Data excerpts:
★ ★ ★ ★
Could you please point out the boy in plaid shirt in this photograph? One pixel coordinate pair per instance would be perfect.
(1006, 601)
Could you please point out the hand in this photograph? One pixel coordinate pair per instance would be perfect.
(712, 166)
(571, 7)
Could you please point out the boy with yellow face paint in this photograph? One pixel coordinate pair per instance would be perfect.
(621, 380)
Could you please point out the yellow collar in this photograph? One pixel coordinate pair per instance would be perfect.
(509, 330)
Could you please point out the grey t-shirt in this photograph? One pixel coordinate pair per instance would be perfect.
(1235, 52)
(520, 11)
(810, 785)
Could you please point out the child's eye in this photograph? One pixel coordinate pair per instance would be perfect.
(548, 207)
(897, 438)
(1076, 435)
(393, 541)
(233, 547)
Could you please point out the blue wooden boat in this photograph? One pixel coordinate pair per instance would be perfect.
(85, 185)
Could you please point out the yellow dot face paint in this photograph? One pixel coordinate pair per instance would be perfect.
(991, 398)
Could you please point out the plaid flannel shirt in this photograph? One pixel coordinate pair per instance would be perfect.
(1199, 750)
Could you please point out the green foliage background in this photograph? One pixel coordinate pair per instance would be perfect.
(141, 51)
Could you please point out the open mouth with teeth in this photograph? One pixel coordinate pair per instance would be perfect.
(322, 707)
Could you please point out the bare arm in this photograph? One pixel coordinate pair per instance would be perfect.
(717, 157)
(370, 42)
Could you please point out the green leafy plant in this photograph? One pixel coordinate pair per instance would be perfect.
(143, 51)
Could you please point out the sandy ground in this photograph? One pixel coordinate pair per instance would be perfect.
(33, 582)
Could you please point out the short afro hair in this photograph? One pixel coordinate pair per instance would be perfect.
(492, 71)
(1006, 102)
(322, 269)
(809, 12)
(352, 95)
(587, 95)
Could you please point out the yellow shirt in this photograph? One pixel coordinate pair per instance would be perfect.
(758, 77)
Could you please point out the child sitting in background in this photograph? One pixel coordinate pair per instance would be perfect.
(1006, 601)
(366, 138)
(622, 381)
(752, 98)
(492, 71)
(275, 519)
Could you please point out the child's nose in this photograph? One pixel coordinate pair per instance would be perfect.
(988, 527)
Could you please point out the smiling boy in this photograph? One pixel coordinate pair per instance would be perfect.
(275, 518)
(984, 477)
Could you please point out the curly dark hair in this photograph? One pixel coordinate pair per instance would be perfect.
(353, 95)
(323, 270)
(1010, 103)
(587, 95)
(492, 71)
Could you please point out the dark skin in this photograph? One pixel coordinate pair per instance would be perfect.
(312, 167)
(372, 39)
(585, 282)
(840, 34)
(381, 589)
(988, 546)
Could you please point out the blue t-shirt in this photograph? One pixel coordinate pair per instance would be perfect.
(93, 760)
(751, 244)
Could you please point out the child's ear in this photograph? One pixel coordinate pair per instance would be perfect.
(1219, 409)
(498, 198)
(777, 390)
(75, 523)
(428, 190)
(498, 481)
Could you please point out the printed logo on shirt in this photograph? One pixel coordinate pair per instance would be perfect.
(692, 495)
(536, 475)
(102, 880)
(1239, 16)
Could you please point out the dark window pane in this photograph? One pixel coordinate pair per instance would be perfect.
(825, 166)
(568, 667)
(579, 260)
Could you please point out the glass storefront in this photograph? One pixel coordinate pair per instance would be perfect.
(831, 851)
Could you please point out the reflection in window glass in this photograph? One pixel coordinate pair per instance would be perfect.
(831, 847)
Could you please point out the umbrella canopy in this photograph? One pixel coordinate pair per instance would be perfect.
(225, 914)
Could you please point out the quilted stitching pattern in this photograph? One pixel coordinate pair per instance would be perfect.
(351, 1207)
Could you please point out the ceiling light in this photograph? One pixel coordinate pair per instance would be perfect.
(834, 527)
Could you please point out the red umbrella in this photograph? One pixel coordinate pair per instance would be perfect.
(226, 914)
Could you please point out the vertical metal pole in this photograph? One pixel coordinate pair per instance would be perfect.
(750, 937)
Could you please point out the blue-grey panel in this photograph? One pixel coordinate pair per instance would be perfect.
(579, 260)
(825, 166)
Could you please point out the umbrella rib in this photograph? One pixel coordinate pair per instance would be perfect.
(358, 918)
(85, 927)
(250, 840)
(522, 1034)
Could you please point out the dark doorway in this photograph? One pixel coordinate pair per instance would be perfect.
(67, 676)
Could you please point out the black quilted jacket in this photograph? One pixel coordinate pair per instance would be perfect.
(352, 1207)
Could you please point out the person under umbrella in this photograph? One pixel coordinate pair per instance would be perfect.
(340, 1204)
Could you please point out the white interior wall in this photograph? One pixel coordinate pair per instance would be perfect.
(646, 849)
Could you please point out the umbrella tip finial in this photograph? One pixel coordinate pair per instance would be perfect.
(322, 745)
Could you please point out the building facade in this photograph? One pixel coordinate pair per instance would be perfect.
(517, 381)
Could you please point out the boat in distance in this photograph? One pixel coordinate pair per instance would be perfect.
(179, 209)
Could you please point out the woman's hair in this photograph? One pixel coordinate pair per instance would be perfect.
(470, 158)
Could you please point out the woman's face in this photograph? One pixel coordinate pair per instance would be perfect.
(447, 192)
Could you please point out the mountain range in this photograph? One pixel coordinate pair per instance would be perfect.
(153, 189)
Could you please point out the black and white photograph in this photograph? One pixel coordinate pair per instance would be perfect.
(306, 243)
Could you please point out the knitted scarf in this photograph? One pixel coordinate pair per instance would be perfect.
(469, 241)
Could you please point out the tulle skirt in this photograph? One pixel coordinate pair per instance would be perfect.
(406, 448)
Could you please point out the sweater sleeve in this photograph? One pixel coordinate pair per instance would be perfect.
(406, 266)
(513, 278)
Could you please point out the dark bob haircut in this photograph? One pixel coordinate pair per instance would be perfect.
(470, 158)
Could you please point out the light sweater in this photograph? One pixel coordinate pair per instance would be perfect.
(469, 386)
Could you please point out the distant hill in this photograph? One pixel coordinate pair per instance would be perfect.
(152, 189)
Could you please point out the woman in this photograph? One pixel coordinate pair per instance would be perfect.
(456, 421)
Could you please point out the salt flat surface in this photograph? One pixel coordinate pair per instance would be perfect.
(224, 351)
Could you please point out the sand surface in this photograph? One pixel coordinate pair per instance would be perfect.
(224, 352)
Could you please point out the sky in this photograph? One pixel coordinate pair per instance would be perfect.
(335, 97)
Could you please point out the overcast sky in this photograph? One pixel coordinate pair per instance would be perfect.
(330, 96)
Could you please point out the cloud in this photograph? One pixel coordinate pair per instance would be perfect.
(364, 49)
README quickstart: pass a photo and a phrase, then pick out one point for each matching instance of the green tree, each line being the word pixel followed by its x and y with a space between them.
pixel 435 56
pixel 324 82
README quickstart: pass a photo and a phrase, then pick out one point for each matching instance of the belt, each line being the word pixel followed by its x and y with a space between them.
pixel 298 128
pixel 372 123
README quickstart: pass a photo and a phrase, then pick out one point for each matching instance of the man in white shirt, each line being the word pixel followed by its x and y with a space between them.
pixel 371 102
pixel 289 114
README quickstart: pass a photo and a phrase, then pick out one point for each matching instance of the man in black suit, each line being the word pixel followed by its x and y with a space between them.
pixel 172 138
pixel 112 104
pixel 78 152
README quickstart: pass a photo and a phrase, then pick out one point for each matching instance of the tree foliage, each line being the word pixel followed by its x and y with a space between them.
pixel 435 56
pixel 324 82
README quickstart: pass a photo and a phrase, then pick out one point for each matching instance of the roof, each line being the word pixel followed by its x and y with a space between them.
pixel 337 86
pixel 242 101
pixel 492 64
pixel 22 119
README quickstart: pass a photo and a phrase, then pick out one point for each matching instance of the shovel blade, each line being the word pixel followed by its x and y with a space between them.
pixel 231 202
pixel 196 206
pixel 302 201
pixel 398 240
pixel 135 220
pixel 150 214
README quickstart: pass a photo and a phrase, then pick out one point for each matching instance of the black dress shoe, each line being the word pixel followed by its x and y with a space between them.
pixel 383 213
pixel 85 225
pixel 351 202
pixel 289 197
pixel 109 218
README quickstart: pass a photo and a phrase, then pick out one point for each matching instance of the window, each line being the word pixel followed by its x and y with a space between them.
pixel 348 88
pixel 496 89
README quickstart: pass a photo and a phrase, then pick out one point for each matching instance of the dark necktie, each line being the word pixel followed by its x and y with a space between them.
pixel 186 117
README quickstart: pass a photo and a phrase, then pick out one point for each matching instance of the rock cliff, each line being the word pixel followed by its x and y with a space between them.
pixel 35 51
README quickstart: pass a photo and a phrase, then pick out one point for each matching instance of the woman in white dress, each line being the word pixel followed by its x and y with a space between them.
★ ★ ★ ★
Task brief: Set down, exactly as they appear, the line holding "of the dark" and every line after it until the records end.

Reply to the exercise:
README quickstart: pass a photo and a phrase, then pick out one point for each matching instance of the dark necktie, each line being the word pixel followed by its x and y with a space between them.
pixel 186 117
README quickstart: pass a photo and a phrase, then pick out one point for each matching instance of the rock cliff, each line being the word pixel followed by its x and y with a space between them.
pixel 35 51
README quickstart: pass a photo and a phrase, then pick out one point for each matching instance of the woman in white dress, each line being the word pixel followed by its x and y with a space between them.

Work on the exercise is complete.